### TEXT PASSAGE
▼

Skip to content

v1.0.0

Compare
Choose a tag to compare
@matthayes matthayes released this 04 Sep 19:41

This is not a backwards compatible release.

Additions:

  • Added SampleByKey, which provides a way to sample tuples based on certain fields.
  • Added Coalesce, which returns the first non-null value from a list of arguments like SQL's COALESCE.
  • Added BagGroup, which performs an in-memory group operation on a bag.
  • Added ReservoirSample
  • Added In filter func, which behaves like SQL's IN
  • Added EmptyBagToNullFields, which enables multi-relation left joins using COGROUP
  • Sessionize now supports long values for timestamp, in addition to string representation of time.

▲

### A data block
▼

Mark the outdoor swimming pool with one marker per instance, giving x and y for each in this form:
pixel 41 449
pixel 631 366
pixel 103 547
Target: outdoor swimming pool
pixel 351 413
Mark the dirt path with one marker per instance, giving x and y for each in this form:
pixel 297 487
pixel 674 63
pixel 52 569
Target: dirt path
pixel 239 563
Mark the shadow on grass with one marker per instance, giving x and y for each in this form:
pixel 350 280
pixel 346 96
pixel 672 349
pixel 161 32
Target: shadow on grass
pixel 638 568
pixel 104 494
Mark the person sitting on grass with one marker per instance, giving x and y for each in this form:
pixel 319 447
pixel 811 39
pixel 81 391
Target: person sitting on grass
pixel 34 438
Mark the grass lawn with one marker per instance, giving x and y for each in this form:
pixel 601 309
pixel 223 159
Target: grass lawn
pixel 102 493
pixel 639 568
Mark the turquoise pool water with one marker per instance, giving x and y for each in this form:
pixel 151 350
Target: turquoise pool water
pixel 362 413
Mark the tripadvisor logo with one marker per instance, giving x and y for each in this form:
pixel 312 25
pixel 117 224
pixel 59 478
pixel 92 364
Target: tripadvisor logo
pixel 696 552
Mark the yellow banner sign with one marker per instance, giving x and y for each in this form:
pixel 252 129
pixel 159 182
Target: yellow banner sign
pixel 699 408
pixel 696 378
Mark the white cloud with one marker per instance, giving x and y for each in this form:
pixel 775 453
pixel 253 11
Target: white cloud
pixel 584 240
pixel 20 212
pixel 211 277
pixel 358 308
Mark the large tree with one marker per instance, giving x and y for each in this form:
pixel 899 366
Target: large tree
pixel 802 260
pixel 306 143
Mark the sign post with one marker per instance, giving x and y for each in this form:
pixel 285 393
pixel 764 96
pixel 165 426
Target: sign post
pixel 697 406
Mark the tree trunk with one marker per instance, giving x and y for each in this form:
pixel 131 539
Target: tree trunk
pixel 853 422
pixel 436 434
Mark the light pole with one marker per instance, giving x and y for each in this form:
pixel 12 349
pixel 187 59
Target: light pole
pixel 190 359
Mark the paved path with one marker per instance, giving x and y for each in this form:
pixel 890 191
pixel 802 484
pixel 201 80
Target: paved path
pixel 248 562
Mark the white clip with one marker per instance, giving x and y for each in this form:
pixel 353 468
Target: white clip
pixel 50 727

▲
▼

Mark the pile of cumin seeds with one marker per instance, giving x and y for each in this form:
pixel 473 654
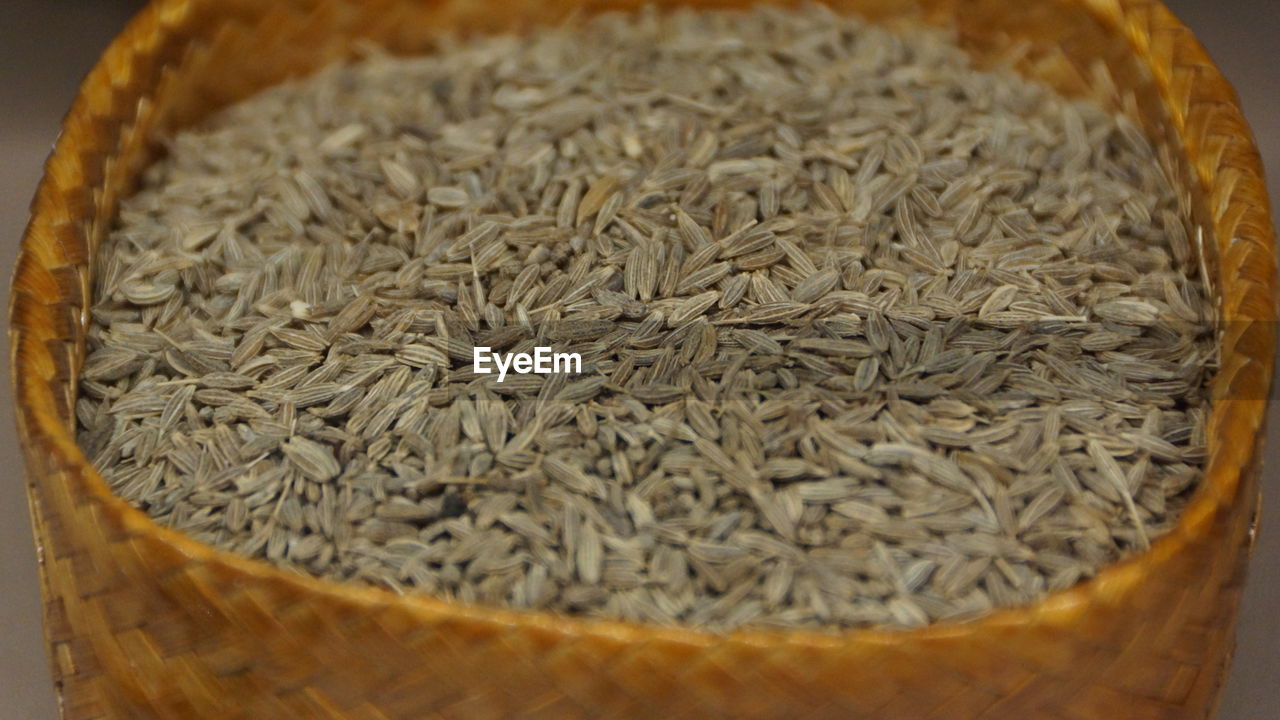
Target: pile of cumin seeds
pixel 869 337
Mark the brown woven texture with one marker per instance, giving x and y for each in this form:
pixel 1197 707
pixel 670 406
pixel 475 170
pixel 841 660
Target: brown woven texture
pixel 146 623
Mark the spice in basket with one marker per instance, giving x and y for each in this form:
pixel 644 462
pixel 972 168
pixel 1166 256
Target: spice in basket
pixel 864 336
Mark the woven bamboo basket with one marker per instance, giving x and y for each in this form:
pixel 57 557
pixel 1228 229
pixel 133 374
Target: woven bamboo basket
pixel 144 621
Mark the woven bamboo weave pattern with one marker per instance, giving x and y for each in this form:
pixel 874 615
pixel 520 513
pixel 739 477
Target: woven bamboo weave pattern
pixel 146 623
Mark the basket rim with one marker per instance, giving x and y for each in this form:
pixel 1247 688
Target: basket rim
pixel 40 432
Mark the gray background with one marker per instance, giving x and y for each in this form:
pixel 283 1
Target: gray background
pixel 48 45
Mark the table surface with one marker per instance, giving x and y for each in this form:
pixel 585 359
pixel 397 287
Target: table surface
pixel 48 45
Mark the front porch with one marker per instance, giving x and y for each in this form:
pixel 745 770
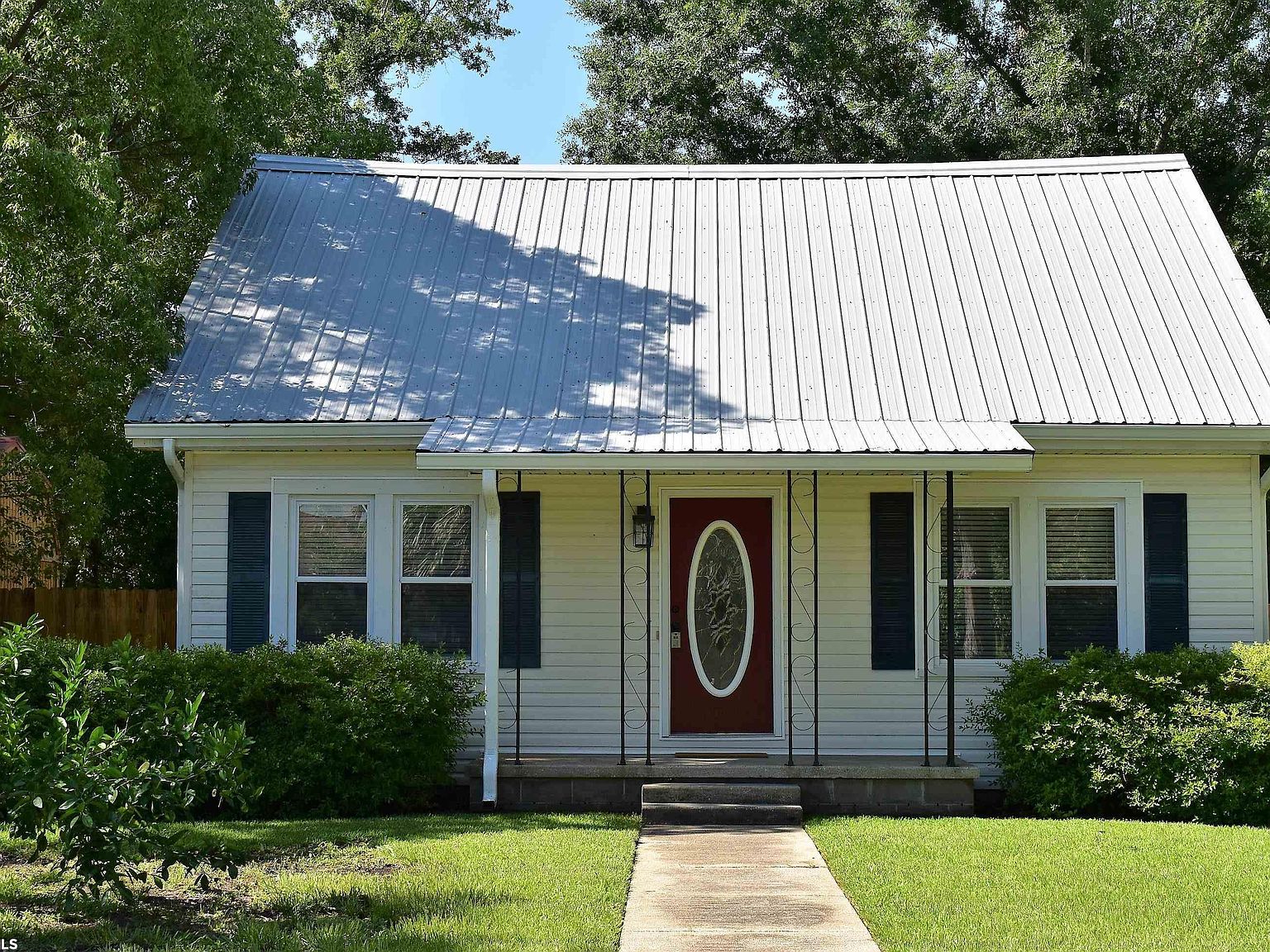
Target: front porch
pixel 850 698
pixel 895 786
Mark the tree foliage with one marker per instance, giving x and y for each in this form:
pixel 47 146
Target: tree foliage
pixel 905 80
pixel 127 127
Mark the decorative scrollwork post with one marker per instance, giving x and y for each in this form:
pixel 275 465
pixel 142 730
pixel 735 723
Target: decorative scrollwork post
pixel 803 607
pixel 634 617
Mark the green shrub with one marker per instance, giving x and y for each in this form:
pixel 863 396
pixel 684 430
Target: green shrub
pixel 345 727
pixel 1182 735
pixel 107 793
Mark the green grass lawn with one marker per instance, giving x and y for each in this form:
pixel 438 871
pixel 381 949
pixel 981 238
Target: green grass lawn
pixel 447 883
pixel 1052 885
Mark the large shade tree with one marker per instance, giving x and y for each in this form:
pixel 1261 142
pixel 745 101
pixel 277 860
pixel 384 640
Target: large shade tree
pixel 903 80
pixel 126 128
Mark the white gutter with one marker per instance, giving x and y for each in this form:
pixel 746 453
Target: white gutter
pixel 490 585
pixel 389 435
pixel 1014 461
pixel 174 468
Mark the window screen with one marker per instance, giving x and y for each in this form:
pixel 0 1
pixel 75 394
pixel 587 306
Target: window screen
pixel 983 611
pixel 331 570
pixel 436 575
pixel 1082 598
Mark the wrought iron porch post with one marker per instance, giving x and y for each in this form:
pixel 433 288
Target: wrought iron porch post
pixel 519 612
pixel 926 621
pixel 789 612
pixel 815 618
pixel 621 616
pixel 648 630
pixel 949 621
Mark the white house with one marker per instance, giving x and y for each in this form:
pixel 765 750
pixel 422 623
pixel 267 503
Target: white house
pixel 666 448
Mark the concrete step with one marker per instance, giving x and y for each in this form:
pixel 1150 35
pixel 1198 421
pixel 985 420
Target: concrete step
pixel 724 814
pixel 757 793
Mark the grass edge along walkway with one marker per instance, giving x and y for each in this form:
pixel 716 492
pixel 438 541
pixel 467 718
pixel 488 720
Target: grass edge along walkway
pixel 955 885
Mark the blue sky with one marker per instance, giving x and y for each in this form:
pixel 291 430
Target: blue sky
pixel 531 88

▲

### PARTS OF THE EXERCISE
- 1) Answer these questions about the v1.0.0 release notes:
(a) Which user released this version?
(b) Is this release backwards compatible?
(c) Which added filter func behaves like SQL's IN?
- 2) Resume the v1.0.0 release notes from the point where they stop.
The items play no part in what comes next and can be left alone.

### EXPECTED RESULTS
- 1)
(a) matthayes
(b) No, it is not a backwards compatible release.
(c) In

- 2)
  • BagConcat can now operate on a bag of bags, in addition to a tuple of bags
  • Created TransposeTupleToBag, which creates a bag of key-value pairs from a tuple
  • SessionCount now implements Accumulator interface
  • DistinctBy now implements Accumulator interface
  • Using PigUnit from Maven for testing, instead of checked-in JAR
  • Added many more test cases to improve coverage
  • Improved documentation

Changes:

  • Moved WeightedSample to datafu.pig.sampling
  • Using Pig 0.11.1 for testing.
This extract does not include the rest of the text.